**INSTRUCTION**
Reproduce the data below, renaming every "example output" to "sample output" and leaving everything else unchanged.
BEGIN RECORDED INFORMATION
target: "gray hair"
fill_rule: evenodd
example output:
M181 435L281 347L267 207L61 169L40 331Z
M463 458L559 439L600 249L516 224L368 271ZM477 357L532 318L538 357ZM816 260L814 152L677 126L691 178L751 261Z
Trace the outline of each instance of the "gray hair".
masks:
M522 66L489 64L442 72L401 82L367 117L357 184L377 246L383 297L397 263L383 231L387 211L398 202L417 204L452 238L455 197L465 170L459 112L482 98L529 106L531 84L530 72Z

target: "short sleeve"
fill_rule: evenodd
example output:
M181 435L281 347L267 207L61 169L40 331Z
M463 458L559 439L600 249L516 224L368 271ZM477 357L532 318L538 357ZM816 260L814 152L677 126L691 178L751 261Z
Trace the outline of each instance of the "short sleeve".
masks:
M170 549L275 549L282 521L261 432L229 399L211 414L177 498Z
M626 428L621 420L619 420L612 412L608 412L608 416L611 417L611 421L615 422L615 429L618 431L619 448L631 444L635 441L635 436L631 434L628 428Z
END RECORDED INFORMATION
**PROBLEM SOLUTION**
target: "gray hair"
fill_rule: evenodd
sample output:
M181 435L281 347L267 207L61 169L40 331Z
M463 458L559 439L600 249L516 224L368 271ZM477 357L532 318L538 357ZM816 260L814 152L677 126L691 178L751 261Z
Trace the outline of each instance of the "gray hair".
masks:
M522 66L489 64L442 72L401 82L367 117L357 184L377 246L383 297L397 263L383 231L387 211L398 202L417 204L452 238L455 197L465 170L459 112L482 98L529 106L531 84L530 72Z

target: "short sleeve"
fill_rule: evenodd
sample output:
M181 435L281 347L267 207L61 169L40 331Z
M463 458L559 439L600 249L516 224L368 271ZM477 357L532 318L538 357ZM816 260L814 152L677 126L691 178L751 261Z
Trace the outline of each instance of the "short sleeve".
masks:
M170 549L275 549L282 521L261 432L229 399L211 414L177 498Z
M626 428L621 420L619 420L612 412L608 412L608 416L611 417L611 421L615 422L615 429L618 431L619 448L631 444L635 441L635 436L631 434L628 428Z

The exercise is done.